• [PEDIDO DE TRABALHO 1]:
Transcreva fielmente o trecho do excerto da página que vai desde "Esta nova edição" até "torno dos 4%.", incluindo este último.
• [PEDIDO DE TRABALHO 2]:
Segundo o excerto da página, em que valor se encontrava, nesta semana, a taxa da dívida italiana a 10 anos?

• [EXCERTO DA PÁGINA]:
++++++++++++++++++++

No início de 2014, verificou-se uma descida generalizada das taxas de juro de longo prazo, o que poderá transmitir uma sensação de fim da crise, mas isto não passa de um alívio temporário. A própria decisão, com alguma ambiguidade, do Tribunal Constitucional alemão também não deve inspirar tranquilidade.

Saliento que não defendo a saída do euro, apenas prevejo que isso venha a acontecer, devido às fragilidades da moeda única e da impossibilidade de se gerarem condições políticas para construir uma solução estrutural.


Esta nova edição mantém a estrutura da primeira, com duas partes sobre o passado e duas outras sobre o futuro.

quinta-feira, 3 de abril de 2014

Por más razões

As taxas de juro da dívida portuguesa estão a cair, porque há o receio de que a zona do euro entre em deflação

Nos últimos meses, as taxas de juro da dívida pública na zona do euro têm vindo a cair de forma pronunciada. Em Itália, no pico da crise, a taxa da dívida a 10 anos ultrapassou os 7%, começando o ano de 2014 nos 4,1% e estando esta semana nos 3,3%. As taxas em Espanha seguiram uma trajectória muito semelhante à italiana, encontrando-se hoje em valores idênticos aos do daquele Estado.

Em Portugal, as taxas chegaram a ultrapassar os 14%, mas iniciaram o corrente ano nos 5,5%, estando agora em torno dos 4%.

Isto significa que a excelente evolução das taxas de juro portuguesas se deve essencialmente a um movimento externo, ainda que o previsível fim do programa da troika também esteja a ajudar.

Estamos aqui a viver a versão favorável da auto-concretização das expectativas. Com os mercados confiantes, como estão actualmente, há uma descida das taxas de juro, o que facilita a sustentabilidade da dívida portuguesa. No entanto, deve também dizer-se que, no essencial, a nossa dívida ainda não atingiu o patamar da sustentabilidade e que qualquer desconfiança futura dos mercados pode levar à versão negativa da auto-concretização das expectativas. Um evento suficientemente negativo, como mais um chumbo do Tribunal Constitucional (TC) que impossibilite, na prática, o cumprimento da meta orçamental para 2014, pode fazer disparar as taxas de juro portuguesas dificultando a sustentabilidade orçamental e agravando a desconfiança.

++++++++++++++++++++

• [MATERIAL FORNECIDO]:
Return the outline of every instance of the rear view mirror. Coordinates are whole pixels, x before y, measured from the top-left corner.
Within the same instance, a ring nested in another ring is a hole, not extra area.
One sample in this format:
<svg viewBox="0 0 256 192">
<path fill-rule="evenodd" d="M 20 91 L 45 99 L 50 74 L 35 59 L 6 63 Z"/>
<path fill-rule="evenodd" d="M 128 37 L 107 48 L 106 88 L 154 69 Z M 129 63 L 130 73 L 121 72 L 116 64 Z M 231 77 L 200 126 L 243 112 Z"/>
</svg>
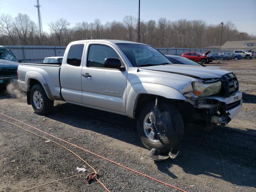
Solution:
<svg viewBox="0 0 256 192">
<path fill-rule="evenodd" d="M 119 59 L 108 57 L 105 58 L 104 66 L 108 68 L 120 69 L 120 68 L 122 66 L 122 64 Z"/>
</svg>

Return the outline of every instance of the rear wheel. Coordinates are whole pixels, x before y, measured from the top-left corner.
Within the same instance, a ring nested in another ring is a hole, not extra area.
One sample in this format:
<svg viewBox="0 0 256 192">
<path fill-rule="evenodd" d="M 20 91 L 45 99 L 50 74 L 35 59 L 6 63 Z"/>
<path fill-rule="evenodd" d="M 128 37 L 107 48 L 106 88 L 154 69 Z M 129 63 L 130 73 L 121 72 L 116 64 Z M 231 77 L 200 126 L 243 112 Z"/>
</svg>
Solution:
<svg viewBox="0 0 256 192">
<path fill-rule="evenodd" d="M 164 146 L 156 137 L 151 127 L 150 119 L 150 112 L 154 107 L 154 103 L 148 103 L 140 111 L 137 120 L 137 129 L 139 137 L 144 146 L 150 150 L 155 148 L 163 153 L 170 149 Z M 179 111 L 169 104 L 164 103 L 160 106 L 162 110 L 169 111 L 174 128 L 180 140 L 184 134 L 184 125 L 181 115 Z"/>
<path fill-rule="evenodd" d="M 31 105 L 36 113 L 45 115 L 52 110 L 54 102 L 48 98 L 40 84 L 36 84 L 32 87 L 30 99 Z"/>
<path fill-rule="evenodd" d="M 206 62 L 206 59 L 203 58 L 201 60 L 201 63 L 202 63 L 202 64 L 205 64 Z"/>
</svg>

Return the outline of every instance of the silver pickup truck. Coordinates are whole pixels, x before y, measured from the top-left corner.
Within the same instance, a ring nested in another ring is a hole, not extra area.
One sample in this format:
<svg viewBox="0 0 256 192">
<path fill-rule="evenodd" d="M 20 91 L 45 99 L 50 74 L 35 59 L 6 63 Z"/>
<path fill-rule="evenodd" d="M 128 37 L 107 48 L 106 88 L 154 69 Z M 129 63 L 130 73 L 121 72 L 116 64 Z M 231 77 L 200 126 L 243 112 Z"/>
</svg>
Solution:
<svg viewBox="0 0 256 192">
<path fill-rule="evenodd" d="M 20 86 L 36 113 L 46 114 L 54 100 L 62 100 L 126 115 L 136 120 L 145 146 L 160 153 L 170 150 L 164 141 L 177 138 L 172 135 L 181 140 L 184 122 L 226 125 L 242 105 L 232 73 L 174 64 L 153 47 L 134 42 L 72 42 L 61 65 L 20 63 L 18 72 Z M 167 123 L 165 118 L 158 121 L 164 126 L 152 117 L 157 105 L 160 112 L 155 110 L 155 115 L 169 114 Z M 168 130 L 173 134 L 164 138 L 161 134 Z"/>
</svg>

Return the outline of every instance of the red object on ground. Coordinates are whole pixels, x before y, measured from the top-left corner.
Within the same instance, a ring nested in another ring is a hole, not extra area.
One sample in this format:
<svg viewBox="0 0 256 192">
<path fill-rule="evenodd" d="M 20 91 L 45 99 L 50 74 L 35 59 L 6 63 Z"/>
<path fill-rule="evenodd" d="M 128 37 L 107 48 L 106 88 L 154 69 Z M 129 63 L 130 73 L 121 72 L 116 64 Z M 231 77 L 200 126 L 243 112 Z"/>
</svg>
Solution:
<svg viewBox="0 0 256 192">
<path fill-rule="evenodd" d="M 79 147 L 79 146 L 78 146 L 77 145 L 76 145 L 75 144 L 72 144 L 72 143 L 70 143 L 70 142 L 68 142 L 68 141 L 65 141 L 64 140 L 63 140 L 63 139 L 61 139 L 60 138 L 59 138 L 58 137 L 56 137 L 56 136 L 54 136 L 54 135 L 51 135 L 50 134 L 49 134 L 49 133 L 46 133 L 46 132 L 45 132 L 44 131 L 42 131 L 42 130 L 40 130 L 40 129 L 38 129 L 38 128 L 36 128 L 35 127 L 34 127 L 34 126 L 32 126 L 31 125 L 29 125 L 28 124 L 26 124 L 26 123 L 24 123 L 24 122 L 22 122 L 22 121 L 20 121 L 19 120 L 18 120 L 18 119 L 15 119 L 15 118 L 12 118 L 11 117 L 8 116 L 7 116 L 6 115 L 5 115 L 4 114 L 4 113 L 0 113 L 0 114 L 4 115 L 4 116 L 6 116 L 7 117 L 8 117 L 8 118 L 10 118 L 10 119 L 12 119 L 13 120 L 15 120 L 16 121 L 18 121 L 18 122 L 20 122 L 20 123 L 21 123 L 22 124 L 24 124 L 25 125 L 26 125 L 27 126 L 30 126 L 30 127 L 31 127 L 32 128 L 33 128 L 34 129 L 35 129 L 37 130 L 38 131 L 40 131 L 40 132 L 42 132 L 42 133 L 43 133 L 44 134 L 46 134 L 46 135 L 48 135 L 49 136 L 51 136 L 52 137 L 53 137 L 53 138 L 56 138 L 57 139 L 58 139 L 58 140 L 62 141 L 63 142 L 65 142 L 66 143 L 68 143 L 68 144 L 69 144 L 70 145 L 71 145 L 72 146 L 74 146 L 74 147 L 76 147 L 76 148 L 79 148 L 80 149 L 82 149 L 82 150 L 83 150 L 84 151 L 86 151 L 88 153 L 90 153 L 90 154 L 92 154 L 93 155 L 94 155 L 95 156 L 97 156 L 98 157 L 99 157 L 100 158 L 103 159 L 104 159 L 105 160 L 107 160 L 108 161 L 109 161 L 110 162 L 112 162 L 112 163 L 113 163 L 114 164 L 116 164 L 116 165 L 118 165 L 118 166 L 122 167 L 123 168 L 124 168 L 126 169 L 127 169 L 128 170 L 130 170 L 130 171 L 132 171 L 133 172 L 134 172 L 135 173 L 137 173 L 137 174 L 138 174 L 139 175 L 142 175 L 143 176 L 145 176 L 146 177 L 147 177 L 147 178 L 150 178 L 150 179 L 152 179 L 152 180 L 154 180 L 155 181 L 156 181 L 157 182 L 158 182 L 160 183 L 161 183 L 162 184 L 164 184 L 165 185 L 166 185 L 166 186 L 168 186 L 169 187 L 170 187 L 172 188 L 174 188 L 175 189 L 176 189 L 177 190 L 178 190 L 180 191 L 181 191 L 182 192 L 186 192 L 185 190 L 183 190 L 183 189 L 180 189 L 180 188 L 178 188 L 177 187 L 175 187 L 175 186 L 174 186 L 173 185 L 170 185 L 170 184 L 168 184 L 168 183 L 165 183 L 165 182 L 164 182 L 163 181 L 160 181 L 160 180 L 158 180 L 158 179 L 156 179 L 155 178 L 154 178 L 152 177 L 150 177 L 150 176 L 148 176 L 147 175 L 146 175 L 146 174 L 143 174 L 142 173 L 141 173 L 140 172 L 139 172 L 138 171 L 136 171 L 136 170 L 134 170 L 134 169 L 131 169 L 131 168 L 129 168 L 128 167 L 127 167 L 126 166 L 125 166 L 124 165 L 122 165 L 122 164 L 121 164 L 120 163 L 118 163 L 117 162 L 114 162 L 114 161 L 112 161 L 112 160 L 110 160 L 110 159 L 108 159 L 107 158 L 106 158 L 105 157 L 103 157 L 102 156 L 101 156 L 100 155 L 98 155 L 98 154 L 96 154 L 96 153 L 94 153 L 93 152 L 91 152 L 90 151 L 89 151 L 89 150 L 86 150 L 85 149 L 84 149 L 84 148 L 82 148 L 81 147 Z M 101 182 L 100 182 L 99 180 L 98 180 L 96 177 L 95 177 L 95 179 L 96 180 L 97 180 L 97 181 L 98 182 L 99 182 L 99 183 L 100 183 L 102 185 L 102 186 L 104 187 L 104 188 L 106 187 L 102 184 L 102 183 L 101 183 Z M 106 190 L 108 190 L 108 189 L 106 188 L 105 188 Z M 107 191 L 108 191 L 107 190 Z"/>
</svg>

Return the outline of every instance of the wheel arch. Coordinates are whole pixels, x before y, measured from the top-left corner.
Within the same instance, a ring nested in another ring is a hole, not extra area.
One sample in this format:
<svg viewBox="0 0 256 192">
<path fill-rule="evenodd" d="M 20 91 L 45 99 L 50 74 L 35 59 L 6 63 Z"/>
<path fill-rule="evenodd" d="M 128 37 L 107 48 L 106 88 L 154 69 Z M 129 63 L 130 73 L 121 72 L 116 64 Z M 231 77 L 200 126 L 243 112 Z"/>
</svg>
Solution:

++++++++++++++++++++

• [RESPOSTA ESCRITA 1]:
Esta nova edição mantém a estrutura da primeira, com duas partes sobre o passado e duas outras sobre o futuro.

quinta-feira, 3 de abril de 2014

Por más razões

As taxas de juro da dívida portuguesa estão a cair, porque há o receio de que a zona do euro entre em deflação

Nos últimos meses, as taxas de juro da dívida pública na zona do euro têm vindo a cair de forma pronunciada. Em Itália, no pico da crise, a taxa da dívida a 10 anos ultrapassou os 7%, começando o ano de 2014 nos 4,1% e estando esta semana nos 3,3%. As taxas em Espanha seguiram uma trajectória muito semelhante à italiana, encontrando-se hoje em valores idênticos aos do daquele Estado.

Em Portugal, as taxas chegaram a ultrapassar os 14%, mas iniciaram o corrente ano nos 5,5%, estando agora em torno dos 4%.

• [RESPOSTA ESCRITA 2]:
Nos 3,3%.